### WHAT TO DO
Each line in the records below, from the one that contains "</instance>" to the one that contains "box: [336, 88, 379, 222]", should be reproduced exactly, the first and last included.
DATA IN THIS EXERCISE section start
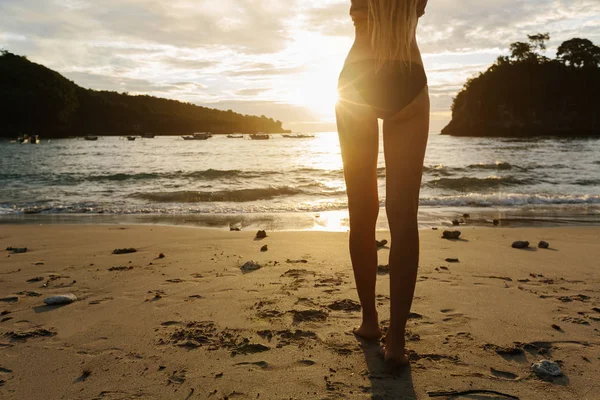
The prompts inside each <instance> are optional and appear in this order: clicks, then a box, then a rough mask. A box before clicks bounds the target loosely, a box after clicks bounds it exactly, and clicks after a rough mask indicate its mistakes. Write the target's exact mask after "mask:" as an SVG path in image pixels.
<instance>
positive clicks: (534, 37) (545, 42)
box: [527, 33, 550, 51]
mask: <svg viewBox="0 0 600 400" xmlns="http://www.w3.org/2000/svg"><path fill="white" fill-rule="evenodd" d="M527 38H528V39H529V43H531V45H532V46H533V48H534V49H539V50H541V51H545V50H546V42H547V41H548V40H550V34H549V33H538V34H537V35H527Z"/></svg>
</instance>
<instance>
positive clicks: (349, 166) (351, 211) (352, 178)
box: [336, 88, 379, 222]
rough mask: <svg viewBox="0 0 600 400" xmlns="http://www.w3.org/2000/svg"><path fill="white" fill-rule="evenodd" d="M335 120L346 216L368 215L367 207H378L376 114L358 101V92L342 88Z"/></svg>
mask: <svg viewBox="0 0 600 400" xmlns="http://www.w3.org/2000/svg"><path fill="white" fill-rule="evenodd" d="M336 119H337V126H338V136H339V140H340V148H341V152H342V160H343V162H344V178H345V180H346V191H347V193H348V203H349V204H348V207H349V210H350V215H351V217H352V216H353V215H357V214H362V215H365V216H370V215H371V214H372V213H367V211H368V210H371V211H375V208H377V211H378V208H379V200H378V195H377V156H378V153H379V126H378V123H377V117H376V116H375V114H374V113H373V111H372V110H371V107H369V106H367V105H365V104H363V103H362V101H361V99H360V96H359V95H358V93H356V92H353V91H352V89H348V88H346V89H345V90H344V97H343V98H341V99H340V101H338V104H337V105H336ZM365 207H366V208H367V209H364V208H365ZM361 210H362V211H363V212H362V213H361ZM355 219H356V218H355ZM351 222H352V221H351Z"/></svg>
DATA IN THIS EXERCISE section end
### TASK RESULT
</instance>
<instance>
positive clicks: (349, 166) (351, 211) (352, 178)
box: [336, 88, 379, 222]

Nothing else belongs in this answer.